_Excerpted records_.

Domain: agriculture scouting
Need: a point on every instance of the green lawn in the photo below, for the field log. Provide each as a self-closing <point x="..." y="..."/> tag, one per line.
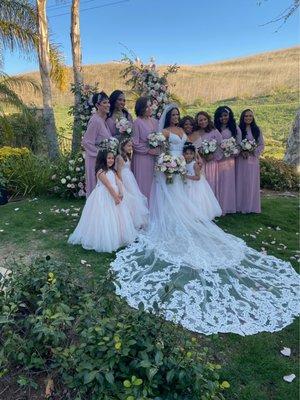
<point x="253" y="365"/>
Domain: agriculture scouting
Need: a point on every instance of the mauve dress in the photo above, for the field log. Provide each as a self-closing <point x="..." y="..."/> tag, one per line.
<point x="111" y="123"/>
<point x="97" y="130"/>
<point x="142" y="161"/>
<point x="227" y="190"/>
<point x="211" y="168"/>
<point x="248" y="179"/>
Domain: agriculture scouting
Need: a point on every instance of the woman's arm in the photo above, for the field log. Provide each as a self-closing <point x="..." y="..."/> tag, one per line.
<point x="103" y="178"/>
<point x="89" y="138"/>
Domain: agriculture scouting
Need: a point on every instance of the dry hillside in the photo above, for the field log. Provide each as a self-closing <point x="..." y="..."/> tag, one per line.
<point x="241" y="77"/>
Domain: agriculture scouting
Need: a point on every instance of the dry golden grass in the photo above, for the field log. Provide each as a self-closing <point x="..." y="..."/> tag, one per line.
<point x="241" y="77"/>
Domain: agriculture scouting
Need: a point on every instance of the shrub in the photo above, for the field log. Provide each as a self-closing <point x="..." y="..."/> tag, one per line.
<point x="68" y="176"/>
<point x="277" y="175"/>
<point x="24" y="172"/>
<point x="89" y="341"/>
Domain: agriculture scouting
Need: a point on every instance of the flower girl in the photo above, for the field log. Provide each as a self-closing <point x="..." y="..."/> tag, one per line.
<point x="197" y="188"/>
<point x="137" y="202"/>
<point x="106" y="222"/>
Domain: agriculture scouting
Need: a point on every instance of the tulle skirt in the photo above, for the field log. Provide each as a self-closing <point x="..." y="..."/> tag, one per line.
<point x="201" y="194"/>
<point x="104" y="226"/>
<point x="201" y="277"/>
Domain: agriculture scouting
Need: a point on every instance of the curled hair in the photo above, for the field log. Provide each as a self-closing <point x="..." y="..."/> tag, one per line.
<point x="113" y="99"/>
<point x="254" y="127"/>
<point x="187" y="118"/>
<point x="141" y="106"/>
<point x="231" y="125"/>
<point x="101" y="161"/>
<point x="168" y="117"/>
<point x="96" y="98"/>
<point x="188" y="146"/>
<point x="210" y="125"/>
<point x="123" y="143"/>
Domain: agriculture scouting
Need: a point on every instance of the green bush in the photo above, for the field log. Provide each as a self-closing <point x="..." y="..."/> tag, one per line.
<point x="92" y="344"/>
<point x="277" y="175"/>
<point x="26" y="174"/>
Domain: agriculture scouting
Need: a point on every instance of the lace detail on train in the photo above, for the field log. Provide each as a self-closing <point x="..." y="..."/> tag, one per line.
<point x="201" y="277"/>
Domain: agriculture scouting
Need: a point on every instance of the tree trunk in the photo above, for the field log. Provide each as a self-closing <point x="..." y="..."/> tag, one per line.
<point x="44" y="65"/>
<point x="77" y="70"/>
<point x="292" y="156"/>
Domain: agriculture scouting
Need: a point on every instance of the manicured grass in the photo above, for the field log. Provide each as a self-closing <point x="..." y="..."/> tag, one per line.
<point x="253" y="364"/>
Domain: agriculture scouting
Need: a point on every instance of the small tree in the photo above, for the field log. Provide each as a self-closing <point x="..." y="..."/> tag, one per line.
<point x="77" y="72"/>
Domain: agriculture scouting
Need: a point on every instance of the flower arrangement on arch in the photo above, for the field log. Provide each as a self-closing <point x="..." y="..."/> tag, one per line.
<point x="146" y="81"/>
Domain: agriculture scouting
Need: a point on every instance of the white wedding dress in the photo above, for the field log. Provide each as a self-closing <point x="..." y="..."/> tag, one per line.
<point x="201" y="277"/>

_Given request_. Copy every line of the data word for word, omitting the images.

_Reply to the exercise_.
Domain: agriculture scouting
Need: a point on every instance of the green lawn in the photo below, for the field log. Provide each as a self-closing <point x="..." y="..."/> tag, one per line.
<point x="253" y="365"/>
Domain: agriculture scouting
Need: a point on every instance of the mauve dress in the photo above, for the field log. Provide each as a self-closing <point x="..." y="..."/> tag, one per line.
<point x="111" y="123"/>
<point x="97" y="130"/>
<point x="142" y="161"/>
<point x="227" y="190"/>
<point x="211" y="168"/>
<point x="248" y="179"/>
Domain: agriculture scouting
Need: a point on every instance of the woman's arm in the photo above, for the field log. Provide each as a self-closing <point x="..." y="..."/> tag, one per line.
<point x="103" y="178"/>
<point x="89" y="138"/>
Domain: agriculture scouting
Need: a point on every instance of the dry hillside in the photo above, for the field log. Provide each as a self-closing <point x="..." y="..."/> tag, one per line.
<point x="241" y="77"/>
Domain: agriculture scouting
Need: a point on every instance of the dry golden grass in the photo above, for the field log. Provide each as a self-closing <point x="..." y="..."/> tag, one per line.
<point x="241" y="77"/>
Domain: agriculture scouting
Need: a point on every instance of the shrub in the photo above, for the field log. Provide each as a self-closing <point x="..." y="..."/> tag, one per line.
<point x="68" y="176"/>
<point x="277" y="175"/>
<point x="24" y="172"/>
<point x="89" y="341"/>
Domain: agriculture scouting
Need: a point on every instance of the flower girl in the photo above, for the field log. Provide each as a self-closing <point x="..." y="..."/> tag, one per line.
<point x="197" y="188"/>
<point x="137" y="202"/>
<point x="106" y="222"/>
Domain: agriculture scouting
Need: a point on every instance of the tulle skirt in the photo above, for the field log. Provide each as a self-closing <point x="..." y="..."/> tag, one per line.
<point x="201" y="194"/>
<point x="104" y="226"/>
<point x="201" y="277"/>
Domain: agriculture scouting
Need: a point on every instance of the curled hair in the photo above, for the field log. Provide each as a self-closing <point x="..." y="..."/> tag, one per line.
<point x="113" y="99"/>
<point x="254" y="127"/>
<point x="187" y="118"/>
<point x="141" y="106"/>
<point x="231" y="125"/>
<point x="101" y="161"/>
<point x="168" y="117"/>
<point x="96" y="98"/>
<point x="188" y="146"/>
<point x="210" y="125"/>
<point x="123" y="143"/>
Domain: agriculture scouting
Need: a point on every instance of the green bush in the photo above, for the field log. Provide each as a self-closing <point x="..." y="..."/> tag, one per line.
<point x="92" y="344"/>
<point x="277" y="175"/>
<point x="26" y="174"/>
Domain: agriculture scouting
Need: a point on every instance of the lace detail on train in the photo above, for the field log. Provide each as a self-closing <point x="..." y="..."/> tag, one per line.
<point x="201" y="277"/>
Domain: agriculture scouting
Need: a point on every instance of the tree trunk in the photo above, for the field log. Provide each as a self-closing <point x="..." y="..."/> tag, one per line.
<point x="44" y="65"/>
<point x="77" y="70"/>
<point x="292" y="156"/>
Domain: agriculture scouting
Need: a point on every instance of the manicured grass in the photo above, for the field log. Provide each as a self-closing <point x="..." y="..."/> tag, one per line.
<point x="253" y="364"/>
Domain: agriculture scouting
Need: a point on every instance of the small tree in the photo above, for the field log. Provide each as a self-closing <point x="..." y="..."/> tag, one per line.
<point x="77" y="72"/>
Domain: agriculture scouting
Need: a point on every instance of the flower arrangement on arch in the photo above, for the field log. Provide each as a self-closing <point x="..." y="..."/> tag, one per line.
<point x="146" y="81"/>
Domain: agriculture scouting
Need: a point on every instance of the white wedding dress in the photo above, for the field log. Provide each as a self-closing <point x="..." y="..."/> tag, one per line.
<point x="201" y="277"/>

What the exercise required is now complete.